● **What the exercise asks**: Output only the lines of the entries that follow, starting at the one with "box: [420, 444, 490, 462]" and running down to the one with "442L439 439L438 445L433", both included and unchanged.

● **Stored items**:

————

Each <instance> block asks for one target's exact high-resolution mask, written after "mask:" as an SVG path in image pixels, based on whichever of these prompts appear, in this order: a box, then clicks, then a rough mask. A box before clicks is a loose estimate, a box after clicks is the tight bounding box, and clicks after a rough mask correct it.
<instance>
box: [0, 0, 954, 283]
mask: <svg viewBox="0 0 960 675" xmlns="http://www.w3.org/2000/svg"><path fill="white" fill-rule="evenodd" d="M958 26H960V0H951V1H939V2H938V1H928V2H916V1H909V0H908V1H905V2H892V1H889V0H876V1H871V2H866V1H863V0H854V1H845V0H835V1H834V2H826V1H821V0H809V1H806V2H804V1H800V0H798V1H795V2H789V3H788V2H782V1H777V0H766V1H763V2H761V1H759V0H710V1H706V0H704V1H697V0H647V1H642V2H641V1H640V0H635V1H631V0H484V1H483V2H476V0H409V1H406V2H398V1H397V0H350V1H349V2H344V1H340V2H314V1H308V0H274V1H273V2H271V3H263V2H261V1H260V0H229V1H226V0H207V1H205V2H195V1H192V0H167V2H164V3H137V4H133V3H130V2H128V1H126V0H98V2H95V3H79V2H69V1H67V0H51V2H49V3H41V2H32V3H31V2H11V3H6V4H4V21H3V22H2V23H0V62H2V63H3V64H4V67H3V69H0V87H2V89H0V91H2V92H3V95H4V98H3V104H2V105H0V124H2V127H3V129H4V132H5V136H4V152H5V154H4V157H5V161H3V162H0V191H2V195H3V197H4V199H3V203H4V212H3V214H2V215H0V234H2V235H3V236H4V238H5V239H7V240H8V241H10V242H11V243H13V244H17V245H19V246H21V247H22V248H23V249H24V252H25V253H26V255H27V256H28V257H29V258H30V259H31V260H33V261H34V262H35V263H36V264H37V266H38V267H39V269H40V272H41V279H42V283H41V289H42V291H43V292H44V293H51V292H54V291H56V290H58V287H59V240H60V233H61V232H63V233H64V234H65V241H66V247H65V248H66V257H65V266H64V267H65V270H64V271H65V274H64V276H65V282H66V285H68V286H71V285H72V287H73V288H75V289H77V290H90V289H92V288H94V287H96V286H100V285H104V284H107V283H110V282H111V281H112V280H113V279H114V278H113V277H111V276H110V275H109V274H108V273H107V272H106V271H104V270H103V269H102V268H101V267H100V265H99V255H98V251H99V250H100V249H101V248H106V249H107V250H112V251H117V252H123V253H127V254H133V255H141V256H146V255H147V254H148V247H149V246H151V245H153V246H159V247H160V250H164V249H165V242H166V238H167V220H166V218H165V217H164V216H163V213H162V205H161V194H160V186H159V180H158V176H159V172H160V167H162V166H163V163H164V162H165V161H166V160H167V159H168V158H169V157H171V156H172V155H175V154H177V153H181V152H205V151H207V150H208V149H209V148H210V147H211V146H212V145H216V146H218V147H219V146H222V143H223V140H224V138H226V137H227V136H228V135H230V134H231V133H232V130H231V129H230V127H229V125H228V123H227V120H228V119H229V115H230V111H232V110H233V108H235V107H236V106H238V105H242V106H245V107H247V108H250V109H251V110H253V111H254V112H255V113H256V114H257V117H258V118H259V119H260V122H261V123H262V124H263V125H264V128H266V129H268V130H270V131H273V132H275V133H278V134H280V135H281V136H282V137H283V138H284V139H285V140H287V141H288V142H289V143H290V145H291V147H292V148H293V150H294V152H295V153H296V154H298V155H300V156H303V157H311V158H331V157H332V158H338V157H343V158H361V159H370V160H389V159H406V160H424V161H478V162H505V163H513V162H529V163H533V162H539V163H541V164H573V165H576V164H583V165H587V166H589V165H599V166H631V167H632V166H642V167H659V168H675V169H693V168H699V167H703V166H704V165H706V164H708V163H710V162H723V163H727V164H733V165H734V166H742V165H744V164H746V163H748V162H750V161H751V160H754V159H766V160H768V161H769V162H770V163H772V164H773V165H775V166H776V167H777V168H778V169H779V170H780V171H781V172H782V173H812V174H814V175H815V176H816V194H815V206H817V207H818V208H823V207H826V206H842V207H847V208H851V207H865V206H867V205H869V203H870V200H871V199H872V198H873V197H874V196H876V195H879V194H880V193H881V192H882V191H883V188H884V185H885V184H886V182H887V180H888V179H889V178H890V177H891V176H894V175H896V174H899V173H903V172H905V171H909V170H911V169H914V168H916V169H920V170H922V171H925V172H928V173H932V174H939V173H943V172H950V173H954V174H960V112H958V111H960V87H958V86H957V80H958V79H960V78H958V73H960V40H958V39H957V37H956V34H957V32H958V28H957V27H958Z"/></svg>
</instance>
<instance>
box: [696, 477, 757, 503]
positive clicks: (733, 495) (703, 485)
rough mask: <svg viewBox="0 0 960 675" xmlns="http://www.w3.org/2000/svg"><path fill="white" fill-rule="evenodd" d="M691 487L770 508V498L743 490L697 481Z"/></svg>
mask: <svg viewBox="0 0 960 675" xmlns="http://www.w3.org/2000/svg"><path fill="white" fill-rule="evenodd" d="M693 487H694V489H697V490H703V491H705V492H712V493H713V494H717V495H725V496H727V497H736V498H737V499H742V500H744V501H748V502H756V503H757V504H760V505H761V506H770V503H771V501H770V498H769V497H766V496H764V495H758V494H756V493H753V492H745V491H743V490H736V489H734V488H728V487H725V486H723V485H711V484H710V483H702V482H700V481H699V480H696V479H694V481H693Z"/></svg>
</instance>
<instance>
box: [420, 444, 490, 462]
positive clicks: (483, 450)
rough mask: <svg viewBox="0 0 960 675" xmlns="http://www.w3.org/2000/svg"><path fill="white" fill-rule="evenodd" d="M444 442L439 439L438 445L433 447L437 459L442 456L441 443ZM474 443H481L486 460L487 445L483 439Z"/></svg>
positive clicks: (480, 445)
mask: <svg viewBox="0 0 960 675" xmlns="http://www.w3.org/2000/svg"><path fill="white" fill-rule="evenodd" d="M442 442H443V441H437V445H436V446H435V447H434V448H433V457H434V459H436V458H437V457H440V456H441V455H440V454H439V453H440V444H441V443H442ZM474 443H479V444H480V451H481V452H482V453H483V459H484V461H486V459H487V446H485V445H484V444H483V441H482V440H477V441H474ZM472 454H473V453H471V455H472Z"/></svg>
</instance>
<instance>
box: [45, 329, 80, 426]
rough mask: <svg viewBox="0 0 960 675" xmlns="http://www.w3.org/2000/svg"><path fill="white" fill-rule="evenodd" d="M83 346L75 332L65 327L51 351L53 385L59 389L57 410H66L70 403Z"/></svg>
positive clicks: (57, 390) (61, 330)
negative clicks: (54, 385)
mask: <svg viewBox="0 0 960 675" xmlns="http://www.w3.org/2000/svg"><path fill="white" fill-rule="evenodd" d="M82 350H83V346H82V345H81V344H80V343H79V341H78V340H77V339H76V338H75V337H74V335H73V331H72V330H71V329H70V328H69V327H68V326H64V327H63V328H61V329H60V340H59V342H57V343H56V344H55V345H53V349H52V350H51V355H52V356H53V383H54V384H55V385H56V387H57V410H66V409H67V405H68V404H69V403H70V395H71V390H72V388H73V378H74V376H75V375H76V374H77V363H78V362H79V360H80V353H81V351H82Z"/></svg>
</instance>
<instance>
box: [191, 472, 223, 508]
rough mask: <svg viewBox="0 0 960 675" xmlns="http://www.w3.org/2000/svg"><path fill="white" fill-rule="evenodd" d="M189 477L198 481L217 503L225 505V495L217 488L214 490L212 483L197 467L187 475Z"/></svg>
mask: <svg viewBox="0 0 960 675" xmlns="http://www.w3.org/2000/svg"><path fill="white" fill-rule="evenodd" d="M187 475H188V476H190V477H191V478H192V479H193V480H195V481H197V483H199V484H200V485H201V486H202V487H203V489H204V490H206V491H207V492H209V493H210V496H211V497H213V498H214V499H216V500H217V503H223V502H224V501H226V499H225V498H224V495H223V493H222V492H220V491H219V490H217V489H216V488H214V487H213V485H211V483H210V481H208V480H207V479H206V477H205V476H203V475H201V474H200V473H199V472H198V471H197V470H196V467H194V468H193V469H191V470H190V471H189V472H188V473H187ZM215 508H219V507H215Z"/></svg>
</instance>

————

● **Exercise response**:
box: [420, 444, 490, 462]
positive clicks: (483, 450)
rough mask: <svg viewBox="0 0 960 675" xmlns="http://www.w3.org/2000/svg"><path fill="white" fill-rule="evenodd" d="M444 442L439 439L438 445L433 447L437 459L442 456L441 443ZM474 443H481L486 460L487 445L483 439Z"/></svg>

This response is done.